● **Instructions to follow**
Filter the records for "segment" and keep each line that has it.

=== Listed records ===

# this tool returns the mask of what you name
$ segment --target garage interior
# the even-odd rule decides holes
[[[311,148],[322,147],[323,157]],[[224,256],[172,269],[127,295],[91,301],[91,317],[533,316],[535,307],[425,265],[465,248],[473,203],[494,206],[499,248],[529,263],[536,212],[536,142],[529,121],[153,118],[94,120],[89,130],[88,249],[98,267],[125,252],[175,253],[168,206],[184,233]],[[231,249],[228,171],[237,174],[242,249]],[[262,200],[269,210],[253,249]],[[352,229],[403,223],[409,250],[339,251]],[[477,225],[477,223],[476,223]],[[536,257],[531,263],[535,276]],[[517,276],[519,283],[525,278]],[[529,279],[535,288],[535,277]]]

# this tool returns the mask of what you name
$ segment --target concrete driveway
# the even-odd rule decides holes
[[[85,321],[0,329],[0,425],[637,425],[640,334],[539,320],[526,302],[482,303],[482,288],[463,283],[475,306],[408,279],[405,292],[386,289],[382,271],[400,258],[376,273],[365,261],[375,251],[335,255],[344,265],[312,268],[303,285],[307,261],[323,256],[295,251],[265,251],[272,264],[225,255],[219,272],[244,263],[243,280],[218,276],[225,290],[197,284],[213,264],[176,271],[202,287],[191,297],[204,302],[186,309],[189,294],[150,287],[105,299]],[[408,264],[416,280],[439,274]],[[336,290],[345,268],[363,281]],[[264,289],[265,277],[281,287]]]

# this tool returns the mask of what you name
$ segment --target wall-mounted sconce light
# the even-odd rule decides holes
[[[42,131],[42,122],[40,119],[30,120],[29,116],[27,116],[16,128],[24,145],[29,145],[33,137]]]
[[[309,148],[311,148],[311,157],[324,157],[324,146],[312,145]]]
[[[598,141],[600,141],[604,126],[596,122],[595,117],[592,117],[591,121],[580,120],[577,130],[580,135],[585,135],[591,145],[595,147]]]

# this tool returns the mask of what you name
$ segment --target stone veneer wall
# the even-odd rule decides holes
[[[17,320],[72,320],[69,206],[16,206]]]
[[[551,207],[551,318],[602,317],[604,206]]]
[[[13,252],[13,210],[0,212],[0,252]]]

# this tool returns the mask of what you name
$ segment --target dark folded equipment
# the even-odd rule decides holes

===

● **Reply**
$ segment --target garage interior
$ segment --target concrete driveway
$ segment --target wall-mounted sconce light
$ segment --target stone veneer wall
$ segment --target dark folded equipment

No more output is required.